How can you calm the volcano in your stomach when there's a lava of hot words burning its way up your throat? When conflict happens at your veterinary practice, you may struggle to find the right words to cool the angry flow before you erupt. But before you blow your stack, refocus on your target, says Debbie Allaben Gair, CVPM, a Firstline Editorial Advisory Board member and a management recruiter and coach with Bridging the Gap in Sparta, Mich. "It goes back to your goal," Gair says. "What's the primary reason your practice is in business?" Most will say that their goal is to take good care of pets and people.
When you make pets and clients your first priority, you hone in on how to offer the services they need, Gair says. This makes it easier to shift your attention from your communication woes to getting things done so you can help pets.
Julie Mullins, a veterinary assistant and staff training coordinator at Seaside Animal Care in Calabash, N.C., agrees. "It's positioning yourself in the mindset that they're not out to get you," she says. "Don't allow bad feelings to escalate because you're upset."
Let's take a look at a few of the most common scenarios that make your temper spike and examine the right—and wrong—thing to say during these situations.
Case 1: Hot diggity discount
Mrs. Spendalot strolls in on her Prada-shod feet waving her Kate Spade clutch and complains your veterinary services are way too spendy—and she wants freebies or discounts for Ginger the Wonderdog.

Task list
A. Reproduce everything in the veterinary conflict passage from "When you make" down to "during these situations.".
B. In the passage on conflict at a veterinary practice, where does Julie Mullins work?

Provided material
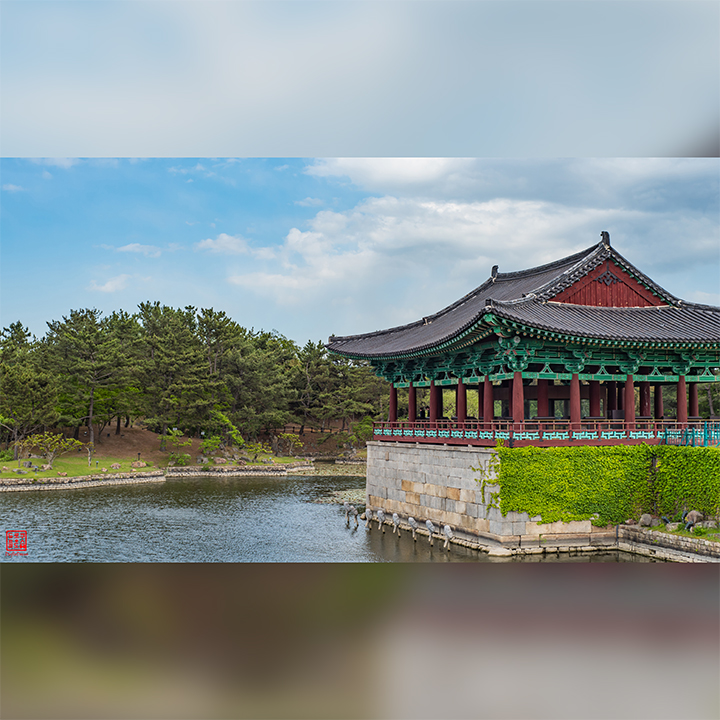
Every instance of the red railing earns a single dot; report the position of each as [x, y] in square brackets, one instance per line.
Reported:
[543, 432]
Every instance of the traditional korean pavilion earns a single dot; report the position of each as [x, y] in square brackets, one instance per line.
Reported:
[563, 347]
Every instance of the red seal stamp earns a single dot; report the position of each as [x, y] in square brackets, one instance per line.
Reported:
[15, 541]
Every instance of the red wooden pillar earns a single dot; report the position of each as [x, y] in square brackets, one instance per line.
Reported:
[594, 398]
[543, 404]
[392, 413]
[518, 406]
[645, 399]
[461, 401]
[682, 401]
[694, 409]
[575, 402]
[488, 404]
[658, 402]
[612, 398]
[629, 402]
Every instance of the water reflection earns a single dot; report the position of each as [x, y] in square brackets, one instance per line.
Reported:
[218, 520]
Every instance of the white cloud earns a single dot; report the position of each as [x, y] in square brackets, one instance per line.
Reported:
[112, 285]
[64, 163]
[384, 172]
[390, 260]
[224, 244]
[146, 250]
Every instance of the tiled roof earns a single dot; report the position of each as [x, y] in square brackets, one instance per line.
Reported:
[524, 297]
[684, 323]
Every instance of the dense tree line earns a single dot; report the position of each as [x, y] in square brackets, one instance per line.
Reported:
[174, 368]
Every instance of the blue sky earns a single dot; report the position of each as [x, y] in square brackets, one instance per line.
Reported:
[311, 247]
[581, 117]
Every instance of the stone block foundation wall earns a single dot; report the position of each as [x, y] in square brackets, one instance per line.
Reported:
[437, 483]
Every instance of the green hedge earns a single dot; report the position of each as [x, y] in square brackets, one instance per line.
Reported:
[607, 484]
[687, 477]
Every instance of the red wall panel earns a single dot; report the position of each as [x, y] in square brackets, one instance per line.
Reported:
[608, 285]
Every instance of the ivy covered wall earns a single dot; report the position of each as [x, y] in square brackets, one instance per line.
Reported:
[608, 484]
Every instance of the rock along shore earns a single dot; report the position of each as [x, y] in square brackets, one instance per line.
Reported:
[20, 484]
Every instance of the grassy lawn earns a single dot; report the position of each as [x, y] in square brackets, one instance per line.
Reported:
[77, 466]
[74, 466]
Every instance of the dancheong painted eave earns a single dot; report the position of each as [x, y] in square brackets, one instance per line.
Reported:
[522, 302]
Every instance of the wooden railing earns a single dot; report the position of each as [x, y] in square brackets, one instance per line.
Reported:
[545, 432]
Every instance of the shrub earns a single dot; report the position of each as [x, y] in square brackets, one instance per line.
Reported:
[607, 484]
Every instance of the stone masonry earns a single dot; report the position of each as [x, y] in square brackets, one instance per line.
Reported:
[438, 483]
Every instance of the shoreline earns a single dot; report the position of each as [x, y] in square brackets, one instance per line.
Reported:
[21, 484]
[631, 539]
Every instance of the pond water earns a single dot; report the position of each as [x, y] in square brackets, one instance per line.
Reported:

Exercise responses
A.
When you make pets and clients your first priority, you hone in on how to offer the services they need, Gair says. This makes it easier to shift your attention from your communication woes to getting things done so you can help pets.
Julie Mullins, a veterinary assistant and staff training coordinator at Seaside Animal Care in Calabash, N.C., agrees. "It's positioning yourself in the mindset that they're not out to get you," she says. "Don't allow bad feelings to escalate because you're upset."
Let's take a look at a few of the most common scenarios that make your temper spike and examine the right—and wrong—thing to say during these situations.

B. Seaside Animal Care in Calabash, N.C.